======== Task data
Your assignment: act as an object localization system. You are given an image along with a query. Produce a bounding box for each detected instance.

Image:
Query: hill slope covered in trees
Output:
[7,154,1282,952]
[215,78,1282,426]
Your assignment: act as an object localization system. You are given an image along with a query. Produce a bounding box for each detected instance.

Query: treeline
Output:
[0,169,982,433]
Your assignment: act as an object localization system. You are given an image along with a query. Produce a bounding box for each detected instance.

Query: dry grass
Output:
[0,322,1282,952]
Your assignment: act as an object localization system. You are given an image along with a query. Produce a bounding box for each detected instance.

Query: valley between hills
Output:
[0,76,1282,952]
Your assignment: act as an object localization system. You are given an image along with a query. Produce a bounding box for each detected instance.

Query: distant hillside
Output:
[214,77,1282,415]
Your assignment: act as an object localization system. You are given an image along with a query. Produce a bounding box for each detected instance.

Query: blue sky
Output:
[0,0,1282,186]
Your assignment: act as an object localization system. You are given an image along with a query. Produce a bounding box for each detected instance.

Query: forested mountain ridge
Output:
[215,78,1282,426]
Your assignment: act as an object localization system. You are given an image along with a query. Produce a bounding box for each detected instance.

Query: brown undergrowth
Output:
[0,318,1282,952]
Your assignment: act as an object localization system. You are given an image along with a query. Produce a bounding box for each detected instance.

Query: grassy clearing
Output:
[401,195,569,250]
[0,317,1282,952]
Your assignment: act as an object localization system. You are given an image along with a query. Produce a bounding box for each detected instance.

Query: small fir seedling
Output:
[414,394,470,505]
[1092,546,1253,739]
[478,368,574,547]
================
§ Set problem
Return every line of the records above verbatim, with nothing altered or left out.

§ Written response
Your assignment: act as an object localization system. You are given an image along with a query. Produce a bounding box for each detected instance.

Image:
Query: hill slope covered in trees
Output:
[7,154,1282,952]
[215,78,1282,426]
Your assignment: act as an object localization system. You are given an image along with a query. Produce a bounding box for each detected instance.

Query: treeline
Output:
[0,169,982,433]
Your assignment: act as an object localization system. You are given an image along with a query. Produce a bounding box for each detected instance.

Query: dry grass
Output:
[0,322,1282,952]
Your assignment: act as an object localization system. You are given an image along with a query. Produce a bounding box for each detected instance.

Query: valley between hills
Output:
[0,76,1282,952]
Your assignment: act as an object localization system. You are given an image along with a query. Produce a bounding box for each detected instance.

Query: distant hillside
Output:
[214,77,1282,415]
Your assignment: act as an object localization system. You are given an image along with a query. Produce a bounding box for each detected instance.

Query: blue sky
Output:
[0,0,1282,186]
Your assignment: act as an object localization system. You are given an image along with a query. Produce a bounding box for each detected instance.

Query: forested mountain ridge
Output:
[215,78,1282,426]
Your assignment: act as an object localization system. You are given an image along with a query. Produce a bounding box for each detected instance.

Query: brown undergrowth
Output:
[0,318,1282,952]
Your assignment: act as an object localization system. You are given an image along with a query. Produce a bounding box for each detected instance.

Query: grassy clearing
Output:
[401,195,569,250]
[0,317,1282,952]
Your assignment: act as an object localization system. You are given an image along with a query. Produce a bounding box for each detected instance.

Query: small fir seedling
Output:
[414,394,470,505]
[1092,546,1253,739]
[478,368,574,547]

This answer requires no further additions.